### Tasks and exercises:
a) Translate this sentence from the Matthew Henson biography into Spanish: "He was put on a stamp, and had parks, schools, and even a glacier named after him."
b) Carry the Matthew Henson biography forward with the next part of his story, starting right after its final sentence.

[Start Source excerpt]

Matthew Henson was the first African-American to become a successful Arctic explorer. Not only that but, according to some accounts, he may be the first person to reach the North Pole. Even so, Henson rarely received credit from his contemporaries for his achievement, as most people preferred to praise a Robert Peary, who was better suited to their ideal image of an American explorer.
But inevitably, the pendulum swings the other way. It might have taken decades, but the world finally began to recognize that Matthew Henson was one of the greatest explorers in American history. He was awarded medals and honorary doctorates. He was put on a stamp, and had parks, schools, and even a glacier named after him. He was also reburied at Arlington National Cemetery. Matthew Henson is no longer simply an asterisk in somebody else’s career.
Matthew Alexander Henson was born shortly after the end of the American Civil War, on August 8, 1866, in Nanjemoy, Maryland. Even before the abolition of slavery, his parents had been free Black Americans who made a modest living as sharecroppers. Despite their freed status, they still had to contend with racist vitriol and terror attacks from the Ku Klux Klan and other white supremacists who began lashing out more frequently after the Confederacy lost the Civil War.
In an attempt to find a safer environment for their children, Henson’s parents left Nanjemoy and moved further up north to a town called Georgetown, near Washington, D.C. Unfortunately, both parents died in the years that followed, and while still a young boy, Matthew Henson found himself an orphan in the care of his uncle.

[End Source excerpt]
[Start Stored data]

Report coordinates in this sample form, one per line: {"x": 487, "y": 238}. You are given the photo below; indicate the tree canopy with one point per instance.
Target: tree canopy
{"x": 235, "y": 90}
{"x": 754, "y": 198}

[End Stored data]

### Response list:
a) Apareció en un sello y tuvo parques, escuelas e incluso un glaciar bautizados con su nombre.

b)
There was one event in Henson’s childhood that he later described as having a profound, inspiring effect on him. When he was 10 years old, he attended a ceremony to honor Abraham Lincoln, and one of the keynote speakers was Frederick Douglass, the former slave who became a prominent author, social reformer, and statesman. In his speech, Douglass urged young Black people to seek an education in order to combat racial prejudices and inequality. With these words in his heart, when he was barely 12 years old, Henson made his way to Baltimore, Maryland, which was steadily developing into a thriving port town. He found a job in 1878 as a cabin boy aboard a three-masted merchant ship called the Katie Hines under the command of Captain Childs.
Henson spent the next six years of his life on that vessel. Captain Childs took the young cabin boy under his wing and provided him with an education. Besides learning how to read and write, Henson also became an adept sailor and trained in a variety of skills, such as navigation and sailing, that would later prove useful in his career as an explorer. By the time he turned 20, Matthew Henson was a salty sea dog who had traveled to the Far East, North Africa, and the Arctic Seas.
Captain Childs passed away in 1887, prompting Henson to leave the Katie Hines and find a new vocation in life. The adventure bug had bitten him, but he did not have the means to go gallivanting to faraway lands on his own. And so, he went to Washington, D.C., and took a safe but boring job as a clerk for a furrier’s shop. But that did not last long…
Henson Meets Peary
Henson’s life changed forever one day in November 1887, when a Navy officer came looking to sell walrus and seal pelts brought from Greenland. He was Robert Peary, an engineer and explorer who had already made up his mind to become the first man to reach the North Pole.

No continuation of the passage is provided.